- **Supplied entries**:
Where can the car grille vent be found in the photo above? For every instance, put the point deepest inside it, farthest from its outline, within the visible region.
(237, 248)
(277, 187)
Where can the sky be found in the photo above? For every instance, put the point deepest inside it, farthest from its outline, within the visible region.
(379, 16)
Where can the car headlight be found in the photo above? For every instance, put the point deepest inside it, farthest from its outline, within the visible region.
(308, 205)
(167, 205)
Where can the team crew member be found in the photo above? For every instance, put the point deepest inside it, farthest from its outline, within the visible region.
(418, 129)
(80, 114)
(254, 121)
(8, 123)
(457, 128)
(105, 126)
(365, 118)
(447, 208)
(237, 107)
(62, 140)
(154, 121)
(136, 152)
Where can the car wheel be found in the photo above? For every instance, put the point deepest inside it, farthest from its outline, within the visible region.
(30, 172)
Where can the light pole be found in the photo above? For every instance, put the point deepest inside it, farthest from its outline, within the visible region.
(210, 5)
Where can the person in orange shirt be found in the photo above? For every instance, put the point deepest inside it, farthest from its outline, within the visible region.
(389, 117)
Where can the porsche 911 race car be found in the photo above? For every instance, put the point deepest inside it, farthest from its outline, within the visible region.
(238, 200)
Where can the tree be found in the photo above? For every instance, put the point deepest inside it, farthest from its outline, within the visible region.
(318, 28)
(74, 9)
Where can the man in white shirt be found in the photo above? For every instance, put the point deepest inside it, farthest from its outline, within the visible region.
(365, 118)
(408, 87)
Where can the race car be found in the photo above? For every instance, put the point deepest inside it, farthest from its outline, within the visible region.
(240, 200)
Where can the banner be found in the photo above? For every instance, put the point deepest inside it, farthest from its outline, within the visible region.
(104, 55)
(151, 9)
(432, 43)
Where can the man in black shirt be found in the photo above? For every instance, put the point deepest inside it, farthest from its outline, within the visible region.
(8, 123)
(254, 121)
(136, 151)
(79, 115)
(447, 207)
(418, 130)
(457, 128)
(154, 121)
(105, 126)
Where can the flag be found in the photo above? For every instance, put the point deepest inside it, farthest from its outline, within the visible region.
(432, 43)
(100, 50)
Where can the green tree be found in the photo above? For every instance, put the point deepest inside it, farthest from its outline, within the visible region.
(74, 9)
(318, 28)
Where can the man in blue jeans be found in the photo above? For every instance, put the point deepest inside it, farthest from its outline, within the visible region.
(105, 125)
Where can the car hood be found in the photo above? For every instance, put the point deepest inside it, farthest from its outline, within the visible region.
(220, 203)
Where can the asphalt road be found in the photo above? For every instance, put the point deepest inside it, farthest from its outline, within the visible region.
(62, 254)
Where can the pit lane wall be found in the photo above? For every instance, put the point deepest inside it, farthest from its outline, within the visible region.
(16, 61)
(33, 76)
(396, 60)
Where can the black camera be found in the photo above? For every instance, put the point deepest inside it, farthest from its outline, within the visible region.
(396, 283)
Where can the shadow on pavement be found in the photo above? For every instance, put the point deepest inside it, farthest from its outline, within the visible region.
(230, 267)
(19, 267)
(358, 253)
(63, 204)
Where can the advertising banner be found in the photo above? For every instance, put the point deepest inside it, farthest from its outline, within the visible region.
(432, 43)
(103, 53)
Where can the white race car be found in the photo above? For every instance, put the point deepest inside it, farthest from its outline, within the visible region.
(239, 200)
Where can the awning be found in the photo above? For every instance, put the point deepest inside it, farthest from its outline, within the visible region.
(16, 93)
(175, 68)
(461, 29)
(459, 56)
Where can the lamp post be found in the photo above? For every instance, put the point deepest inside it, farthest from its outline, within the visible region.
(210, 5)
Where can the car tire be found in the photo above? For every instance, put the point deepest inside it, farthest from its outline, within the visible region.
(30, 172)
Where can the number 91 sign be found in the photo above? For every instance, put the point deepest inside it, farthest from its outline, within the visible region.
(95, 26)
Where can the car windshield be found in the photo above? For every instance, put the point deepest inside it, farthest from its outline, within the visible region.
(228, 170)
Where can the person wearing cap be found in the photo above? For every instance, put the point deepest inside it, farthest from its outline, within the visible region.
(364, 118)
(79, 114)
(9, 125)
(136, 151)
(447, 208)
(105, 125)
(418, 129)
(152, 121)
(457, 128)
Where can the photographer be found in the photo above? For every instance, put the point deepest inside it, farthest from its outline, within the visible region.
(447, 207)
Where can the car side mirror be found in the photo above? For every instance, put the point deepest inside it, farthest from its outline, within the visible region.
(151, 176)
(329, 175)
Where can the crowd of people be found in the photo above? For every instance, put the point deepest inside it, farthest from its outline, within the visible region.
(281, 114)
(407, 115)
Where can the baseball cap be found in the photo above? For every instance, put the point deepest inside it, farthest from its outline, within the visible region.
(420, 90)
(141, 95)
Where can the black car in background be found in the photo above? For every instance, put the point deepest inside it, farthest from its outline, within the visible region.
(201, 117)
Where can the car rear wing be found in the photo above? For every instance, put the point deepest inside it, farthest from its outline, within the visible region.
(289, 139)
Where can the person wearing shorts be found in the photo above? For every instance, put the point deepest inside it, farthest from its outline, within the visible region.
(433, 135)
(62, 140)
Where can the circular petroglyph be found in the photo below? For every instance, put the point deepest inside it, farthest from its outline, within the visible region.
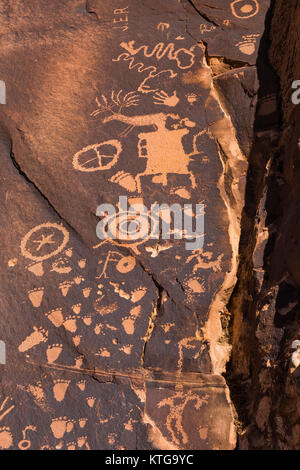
(44, 241)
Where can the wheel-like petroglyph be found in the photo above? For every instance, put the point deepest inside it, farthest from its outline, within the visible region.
(44, 241)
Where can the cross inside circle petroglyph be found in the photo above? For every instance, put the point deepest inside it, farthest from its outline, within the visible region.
(44, 241)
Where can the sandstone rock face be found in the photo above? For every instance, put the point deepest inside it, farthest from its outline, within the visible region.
(121, 342)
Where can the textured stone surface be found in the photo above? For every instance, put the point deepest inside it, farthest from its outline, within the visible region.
(115, 344)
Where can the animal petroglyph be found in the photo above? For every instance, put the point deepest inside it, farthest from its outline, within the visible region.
(184, 58)
(177, 405)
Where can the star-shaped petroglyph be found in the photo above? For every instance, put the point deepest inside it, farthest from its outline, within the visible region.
(46, 239)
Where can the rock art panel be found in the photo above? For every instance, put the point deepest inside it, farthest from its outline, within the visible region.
(154, 103)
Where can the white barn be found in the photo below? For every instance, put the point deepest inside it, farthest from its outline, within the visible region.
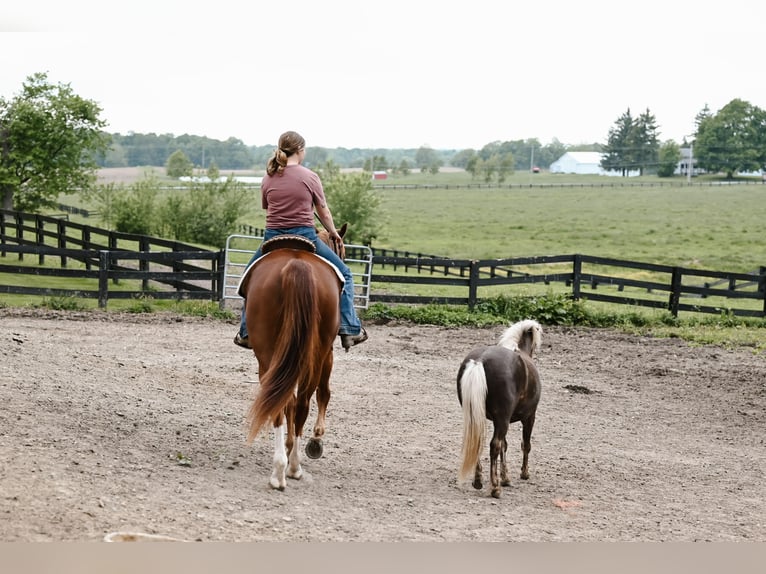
(583, 163)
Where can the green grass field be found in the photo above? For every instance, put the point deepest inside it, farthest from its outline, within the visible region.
(706, 225)
(709, 227)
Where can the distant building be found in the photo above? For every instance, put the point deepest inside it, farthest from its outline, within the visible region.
(584, 163)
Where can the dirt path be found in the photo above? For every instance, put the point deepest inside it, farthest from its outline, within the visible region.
(137, 423)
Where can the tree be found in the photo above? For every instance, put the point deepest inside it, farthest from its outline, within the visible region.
(618, 146)
(49, 141)
(732, 140)
(425, 158)
(645, 142)
(669, 156)
(352, 200)
(179, 165)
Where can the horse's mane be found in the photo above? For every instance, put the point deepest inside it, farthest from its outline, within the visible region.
(513, 334)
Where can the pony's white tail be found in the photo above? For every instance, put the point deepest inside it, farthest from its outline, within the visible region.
(473, 391)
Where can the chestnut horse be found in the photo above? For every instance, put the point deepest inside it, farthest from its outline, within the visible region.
(500, 383)
(292, 311)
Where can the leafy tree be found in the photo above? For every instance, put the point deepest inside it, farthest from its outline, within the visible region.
(461, 158)
(49, 140)
(354, 201)
(179, 165)
(733, 140)
(213, 173)
(136, 211)
(669, 156)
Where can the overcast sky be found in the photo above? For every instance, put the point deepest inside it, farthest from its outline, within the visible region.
(391, 74)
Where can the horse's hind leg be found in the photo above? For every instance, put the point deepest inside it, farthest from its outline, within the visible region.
(477, 476)
(504, 480)
(277, 480)
(495, 452)
(299, 414)
(314, 446)
(526, 444)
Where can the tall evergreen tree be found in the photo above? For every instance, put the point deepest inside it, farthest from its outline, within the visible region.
(618, 146)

- **What you are asked to do**:
Please print exactly the lines of the entries above, beginning with the line that contains "Where can the horse's mane" and ending with the last line.

- **Answer to this exercise**:
Where can the horse's mane be found in the photo above? For every instance, put the point deepest inside it, farthest from its outline, within the visible region.
(513, 334)
Where can the pony's white tail be found in the photo above? For every instance, put the point deepest inside it, farthest from its outline, within the visible region.
(473, 391)
Where can the chestnut horse be found in the photo above? For every instance, put the point deepest inside it, farthest from its outline, within the visible region.
(500, 383)
(292, 311)
Where can the leafy tree be found in the photo above? For every instance, put the point deepest inside it, farthest from its outline, within the visible region.
(461, 158)
(49, 140)
(354, 201)
(179, 165)
(733, 140)
(213, 173)
(136, 211)
(669, 156)
Where can the overcast sky be found in the photo above? For every instance, put the point deepest inside it, farthest from its outline, within the visible region.
(391, 74)
Where can the horse's hind leg be found in the photo above? For every instance, put the point deepest inside it, farthest from its outline, within the visible region.
(477, 476)
(504, 480)
(277, 480)
(495, 452)
(299, 414)
(314, 446)
(526, 444)
Where can the tall evergreen tree be found in the photo above? For every instance, put the point deepest inside it, farthest from its outline, within the visible region.
(618, 146)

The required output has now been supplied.